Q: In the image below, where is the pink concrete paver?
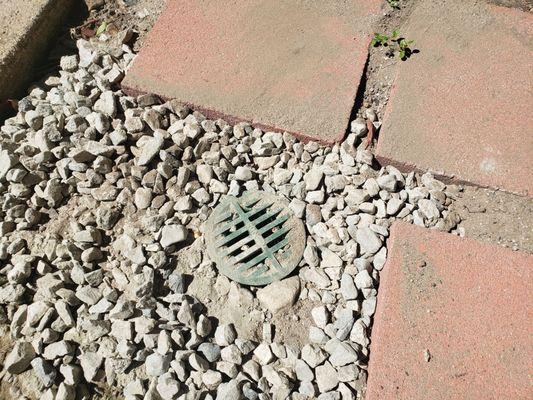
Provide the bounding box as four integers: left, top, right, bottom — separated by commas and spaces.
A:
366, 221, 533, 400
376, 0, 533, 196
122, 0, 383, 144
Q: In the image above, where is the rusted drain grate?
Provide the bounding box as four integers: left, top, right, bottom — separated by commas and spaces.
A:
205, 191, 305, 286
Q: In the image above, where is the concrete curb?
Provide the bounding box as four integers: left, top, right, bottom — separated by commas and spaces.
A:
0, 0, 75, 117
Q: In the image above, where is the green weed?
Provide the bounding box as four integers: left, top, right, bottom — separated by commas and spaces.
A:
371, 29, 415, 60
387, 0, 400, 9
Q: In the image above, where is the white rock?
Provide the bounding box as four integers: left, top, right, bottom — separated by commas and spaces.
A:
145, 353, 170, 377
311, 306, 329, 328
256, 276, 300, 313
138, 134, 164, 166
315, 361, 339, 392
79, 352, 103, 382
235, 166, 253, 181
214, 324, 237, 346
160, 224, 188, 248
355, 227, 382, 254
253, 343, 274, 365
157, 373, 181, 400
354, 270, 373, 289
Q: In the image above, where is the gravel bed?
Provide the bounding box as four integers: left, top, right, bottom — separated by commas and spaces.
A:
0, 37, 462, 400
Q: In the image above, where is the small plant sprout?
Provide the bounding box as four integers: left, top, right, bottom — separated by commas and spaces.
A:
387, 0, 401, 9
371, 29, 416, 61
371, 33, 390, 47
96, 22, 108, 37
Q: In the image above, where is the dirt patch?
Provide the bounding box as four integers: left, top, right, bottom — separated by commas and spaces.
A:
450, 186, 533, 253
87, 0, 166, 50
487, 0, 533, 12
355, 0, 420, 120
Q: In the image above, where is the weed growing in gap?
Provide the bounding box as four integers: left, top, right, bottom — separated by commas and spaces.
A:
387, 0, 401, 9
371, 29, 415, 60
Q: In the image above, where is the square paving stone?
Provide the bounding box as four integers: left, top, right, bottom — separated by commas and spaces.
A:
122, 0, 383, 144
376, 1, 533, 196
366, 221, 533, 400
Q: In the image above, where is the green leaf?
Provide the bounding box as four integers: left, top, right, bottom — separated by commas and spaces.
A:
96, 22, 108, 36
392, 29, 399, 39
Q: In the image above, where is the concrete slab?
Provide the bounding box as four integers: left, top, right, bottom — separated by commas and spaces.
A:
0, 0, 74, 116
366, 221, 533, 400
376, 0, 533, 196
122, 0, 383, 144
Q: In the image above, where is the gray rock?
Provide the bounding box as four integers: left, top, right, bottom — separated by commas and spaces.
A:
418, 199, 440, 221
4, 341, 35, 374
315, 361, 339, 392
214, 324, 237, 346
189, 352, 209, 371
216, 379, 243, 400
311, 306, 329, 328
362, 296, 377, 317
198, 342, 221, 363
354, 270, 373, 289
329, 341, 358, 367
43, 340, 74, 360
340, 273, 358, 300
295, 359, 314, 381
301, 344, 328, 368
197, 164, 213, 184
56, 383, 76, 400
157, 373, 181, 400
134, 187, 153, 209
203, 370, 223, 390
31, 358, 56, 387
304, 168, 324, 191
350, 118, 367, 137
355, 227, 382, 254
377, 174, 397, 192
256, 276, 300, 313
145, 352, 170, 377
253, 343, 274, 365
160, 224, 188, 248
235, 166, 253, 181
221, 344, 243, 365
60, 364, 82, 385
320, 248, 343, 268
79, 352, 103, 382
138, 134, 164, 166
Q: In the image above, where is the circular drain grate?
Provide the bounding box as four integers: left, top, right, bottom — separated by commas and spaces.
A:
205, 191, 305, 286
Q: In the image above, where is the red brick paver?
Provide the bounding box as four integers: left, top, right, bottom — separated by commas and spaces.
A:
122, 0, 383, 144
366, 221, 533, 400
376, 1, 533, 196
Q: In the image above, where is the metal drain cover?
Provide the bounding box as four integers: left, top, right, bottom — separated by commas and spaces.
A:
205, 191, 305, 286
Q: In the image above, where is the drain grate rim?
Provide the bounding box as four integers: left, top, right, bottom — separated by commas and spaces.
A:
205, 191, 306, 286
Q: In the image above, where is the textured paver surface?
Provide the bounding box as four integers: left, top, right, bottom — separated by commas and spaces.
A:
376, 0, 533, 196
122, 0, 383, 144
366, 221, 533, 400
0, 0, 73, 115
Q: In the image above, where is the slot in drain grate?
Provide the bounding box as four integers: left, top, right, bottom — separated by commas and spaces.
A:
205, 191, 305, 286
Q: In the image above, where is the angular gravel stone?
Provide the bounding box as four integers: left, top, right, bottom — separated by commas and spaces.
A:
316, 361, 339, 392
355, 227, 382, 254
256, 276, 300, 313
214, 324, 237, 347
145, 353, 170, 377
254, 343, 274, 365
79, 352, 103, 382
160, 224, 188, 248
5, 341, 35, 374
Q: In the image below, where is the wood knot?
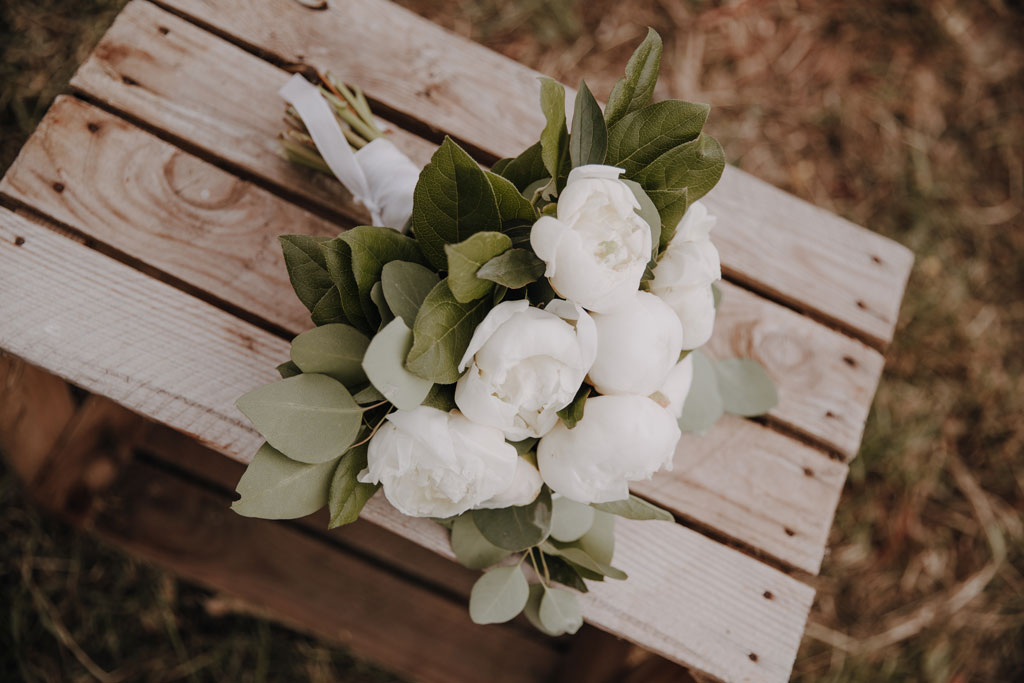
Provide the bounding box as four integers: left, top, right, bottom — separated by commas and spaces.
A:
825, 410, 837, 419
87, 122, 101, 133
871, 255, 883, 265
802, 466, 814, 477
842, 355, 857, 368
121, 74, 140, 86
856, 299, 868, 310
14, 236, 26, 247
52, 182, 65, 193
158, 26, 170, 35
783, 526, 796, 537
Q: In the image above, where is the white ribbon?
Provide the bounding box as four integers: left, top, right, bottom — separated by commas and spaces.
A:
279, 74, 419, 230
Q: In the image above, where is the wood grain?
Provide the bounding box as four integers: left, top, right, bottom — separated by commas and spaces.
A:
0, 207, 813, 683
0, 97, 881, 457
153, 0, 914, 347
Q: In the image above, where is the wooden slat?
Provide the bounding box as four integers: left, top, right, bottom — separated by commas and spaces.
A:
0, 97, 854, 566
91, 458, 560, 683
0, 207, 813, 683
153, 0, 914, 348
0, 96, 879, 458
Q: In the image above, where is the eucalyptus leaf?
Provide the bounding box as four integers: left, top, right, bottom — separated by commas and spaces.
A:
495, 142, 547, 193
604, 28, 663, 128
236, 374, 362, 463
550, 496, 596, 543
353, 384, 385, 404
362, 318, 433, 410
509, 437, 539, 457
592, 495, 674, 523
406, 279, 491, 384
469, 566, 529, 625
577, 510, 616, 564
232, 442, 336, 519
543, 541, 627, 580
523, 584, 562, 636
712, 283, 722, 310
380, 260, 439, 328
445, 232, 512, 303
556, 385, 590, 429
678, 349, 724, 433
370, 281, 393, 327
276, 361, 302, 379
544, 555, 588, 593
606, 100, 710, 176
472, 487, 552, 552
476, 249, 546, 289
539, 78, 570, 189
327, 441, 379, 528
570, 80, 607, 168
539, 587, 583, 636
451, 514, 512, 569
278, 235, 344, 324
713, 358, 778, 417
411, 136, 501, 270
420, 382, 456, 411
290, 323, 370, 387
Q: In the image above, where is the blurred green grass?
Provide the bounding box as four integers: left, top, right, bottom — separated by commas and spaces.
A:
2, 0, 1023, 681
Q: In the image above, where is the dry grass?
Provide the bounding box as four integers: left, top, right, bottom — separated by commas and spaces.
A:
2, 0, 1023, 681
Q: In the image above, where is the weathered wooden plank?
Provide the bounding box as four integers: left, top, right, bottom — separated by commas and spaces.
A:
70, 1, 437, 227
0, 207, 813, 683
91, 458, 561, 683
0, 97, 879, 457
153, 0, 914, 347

-=-=-=-=-

TASK ITEM>
Give the entries above again in full and exactly, but not the pictures.

SOLUTION TO THIS PROBLEM>
Q: In the image below, where is the pink concrete paver?
Provide the bounding box as four integers: left, top, right, bottom — separated by commas and spaces.
A:
366, 221, 533, 400
376, 0, 533, 196
122, 0, 383, 144
Q: In the image above, where is the rusted drain grate?
Provide the bounding box as four integers: left, top, right, bottom — separated by commas and spaces.
A:
205, 191, 305, 286
Q: In the image above, where is the concrete curb?
Provide the bounding box as four integers: left, top, right, bottom — separated by commas and spaces.
A:
0, 0, 75, 117
Q: In the image above, where is the green weed?
Provide the bounding box as four integers: left, top, right, bottom — separated by commas and spaces.
A:
371, 29, 415, 60
387, 0, 400, 9
Q: In the image above, where is the white rock?
Provide the bounding box as four integers: left, top, right, bottom — separated by commas and spaces.
A:
145, 353, 170, 377
311, 306, 329, 328
256, 276, 300, 313
138, 134, 164, 166
315, 361, 339, 392
79, 352, 103, 382
235, 166, 253, 181
214, 324, 237, 346
160, 224, 188, 248
355, 227, 382, 254
253, 343, 274, 365
157, 373, 181, 400
354, 270, 373, 289
Q: In the image above, where is the gravel bed?
Provide the bounding box as four integers: left, top, right, bottom — separated by commas and spaces.
A:
0, 37, 462, 400
Q: In the image above, where is the small plant sprout?
Provide the bounding box as four integers: left, top, right, bottom — separated by commas and spaces.
A:
387, 0, 401, 9
371, 29, 416, 61
371, 33, 390, 47
96, 22, 108, 37
Q: In the image above, where is the dirt patch?
Provide the bounding box as four integers: left, top, right, bottom — separated by commas and spaces.
A:
450, 186, 533, 253
87, 0, 166, 50
487, 0, 533, 12
355, 0, 420, 120
Q: In the image above, where is the weed growing in gap?
Provide the bounding box as four integers: left, top, right, bottom — separated by commas and spaces.
A:
387, 0, 401, 9
371, 29, 415, 60
Q: In the image above, where is the square paving stone?
Provide the bounding box as four integers: left, top, right, bottom — separated by commas and spaces.
A:
122, 0, 383, 144
376, 1, 533, 196
366, 221, 533, 400
Q: In the image above, where is the green leaf?
Provide the bounding box as four integers: left, top, right, bottom — separated by commas and spaces.
A:
96, 22, 108, 36
392, 29, 399, 39
Q: In the image above, where is the concrete slab?
Provide the bounding box as four integers: left, top, right, bottom — separated by commas and spaces.
A:
0, 0, 74, 116
366, 221, 533, 400
376, 0, 533, 196
122, 0, 383, 144
Q: In the image above, where is the gray rock?
Provide the bounding box as four integers: left, top, right, bottom — separated by commas and spaces.
A:
418, 199, 440, 221
4, 341, 35, 374
315, 361, 339, 392
214, 324, 237, 346
189, 352, 209, 371
216, 379, 243, 400
311, 306, 329, 328
362, 296, 377, 317
198, 342, 221, 363
354, 270, 373, 289
329, 341, 358, 367
43, 340, 74, 360
340, 273, 358, 300
295, 359, 314, 381
301, 344, 328, 368
197, 164, 213, 184
56, 383, 76, 400
157, 373, 181, 400
134, 187, 153, 209
203, 370, 223, 390
31, 358, 56, 387
304, 168, 324, 191
350, 118, 367, 137
355, 227, 382, 254
377, 174, 397, 192
256, 276, 300, 313
145, 352, 170, 377
253, 343, 274, 365
160, 224, 188, 248
235, 166, 253, 181
221, 344, 243, 365
60, 364, 82, 385
320, 248, 343, 268
79, 352, 103, 382
138, 134, 164, 166
Q: In the image above, where is the circular drain grate?
Provide the bounding box as four integers: left, top, right, bottom — separated by commas and spaces.
A:
205, 191, 305, 286
Q: In the image above, where is the red brick paver?
Provide the bounding box as four integers: left, top, right, bottom — separated by commas and spaces.
A:
122, 0, 383, 144
366, 221, 533, 400
376, 1, 533, 196
Q: In the image above, where is the metal drain cover?
Provide the bounding box as four integers: left, top, right, bottom — separated by commas and spaces.
A:
205, 191, 305, 286
Q: In the image above, where is the drain grate rim?
Provide the bounding box as four integers: left, top, right, bottom — separated by commas and spaces.
A:
205, 191, 306, 286
Q: In the image above, where is the textured paver surface?
Provide the bounding box as four integers: left, top, right, bottom — separated by commas and spaces.
A:
376, 0, 533, 196
122, 0, 383, 144
366, 221, 533, 400
0, 0, 73, 115
Q: In the image above, where is the slot in drain grate?
Provide the bounding box as four integers: left, top, right, bottom — separated by commas and spaces.
A:
205, 191, 305, 286
Q: In the image above, where is the angular gravel stone?
Provide the bounding box as four integers: left, top, right, bottom — separated by commas and spaces.
A:
316, 361, 339, 392
355, 227, 382, 254
256, 276, 300, 313
214, 324, 237, 347
145, 353, 170, 377
254, 343, 274, 365
79, 352, 103, 382
160, 224, 188, 248
5, 341, 35, 374
Q: In the image below, where is the wood knot?
Provide the bounding box as four integers: left, top, right, bottom — separated by commas and spaces.
A:
825, 410, 837, 419
87, 122, 101, 133
871, 255, 883, 265
802, 466, 814, 477
842, 355, 857, 368
121, 74, 140, 86
856, 299, 868, 310
14, 236, 26, 247
52, 182, 65, 193
158, 26, 170, 35
783, 526, 796, 537
Q: In the image above, where is the white ribbon?
Provide the bounding box as four integers: left, top, right, bottom — separated by commas and spaces.
A:
279, 74, 419, 230
Q: In the image above, where is the wood grain?
Provide the bounding box as four integers: left, top, right, bottom — separated by commas and spaces.
A:
0, 207, 813, 683
0, 97, 881, 457
153, 0, 914, 347
Q: In the image above, where is the wooden slat?
Provide the bounding box as four integers: left, top, right, bottom — separated by commas and spaces.
A:
0, 97, 854, 566
91, 458, 560, 683
0, 207, 813, 683
153, 0, 914, 348
0, 96, 879, 458
Q: In the image above, where is the eucalyptus leaf?
Provide the bounding box as four integers: left, top, right, bottom — separated by commas and spaces.
A:
495, 142, 547, 193
604, 28, 663, 128
236, 374, 362, 463
550, 496, 596, 543
353, 384, 385, 404
362, 318, 433, 410
509, 437, 539, 457
592, 495, 674, 523
406, 279, 491, 384
469, 566, 529, 625
577, 510, 616, 564
232, 442, 336, 519
543, 541, 627, 580
523, 584, 562, 636
712, 283, 722, 310
380, 260, 439, 328
445, 232, 512, 303
556, 385, 590, 429
678, 349, 724, 433
370, 281, 393, 327
276, 361, 302, 379
544, 555, 588, 593
606, 100, 710, 176
472, 487, 552, 552
476, 249, 546, 289
539, 78, 570, 189
327, 441, 379, 528
570, 80, 607, 168
539, 587, 583, 636
451, 514, 512, 569
278, 235, 344, 324
713, 358, 778, 417
411, 136, 501, 270
420, 382, 456, 411
290, 323, 370, 387
Q: In the image above, where is the blurred green grass?
Provide the bounding box as four integers: left, top, right, bottom — separated by commas and spaces.
A:
2, 0, 1023, 681
Q: In the image above, where is the dry grass?
Provide the bounding box as four integers: left, top, right, bottom — separated by commas and spaces.
A:
2, 0, 1023, 681
Q: In the image above, where is the weathered wooden plank?
Provide the bounding box as four integers: left, top, right, bottom — separated by commas and spaces.
A:
70, 1, 437, 227
0, 207, 813, 683
91, 458, 561, 683
0, 97, 879, 457
153, 0, 914, 347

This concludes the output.